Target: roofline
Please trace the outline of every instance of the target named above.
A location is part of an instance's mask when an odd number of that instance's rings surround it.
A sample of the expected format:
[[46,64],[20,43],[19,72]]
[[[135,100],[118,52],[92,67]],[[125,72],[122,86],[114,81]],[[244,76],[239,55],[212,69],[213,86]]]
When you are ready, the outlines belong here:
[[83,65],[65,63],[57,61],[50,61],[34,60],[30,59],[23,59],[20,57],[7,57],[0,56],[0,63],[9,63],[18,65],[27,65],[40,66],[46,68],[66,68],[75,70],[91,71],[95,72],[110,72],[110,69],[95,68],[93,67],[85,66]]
■ ■ ■
▸ **Task instructions**: Rewrite the listing above, replacing every occurrence of "instance" with "object" and leaving everything else unchanged.

▸ **Task response**:
Target: roofline
Please trace the outline of every object of the target named above.
A location is part of an object's mask when an odd number of that object's rings surround it.
A sample of the expected format:
[[46,64],[20,43],[19,72]]
[[[135,100],[118,52],[92,67]],[[125,72],[122,86],[114,81]],[[244,76],[239,55],[212,69],[213,86]]]
When you are ready, the outlines belong here:
[[83,65],[65,63],[57,61],[50,61],[34,60],[30,59],[23,59],[20,57],[7,57],[0,56],[0,63],[9,63],[18,65],[27,65],[40,66],[46,68],[66,68],[75,70],[91,71],[95,72],[110,72],[110,69],[95,68],[93,67],[85,66]]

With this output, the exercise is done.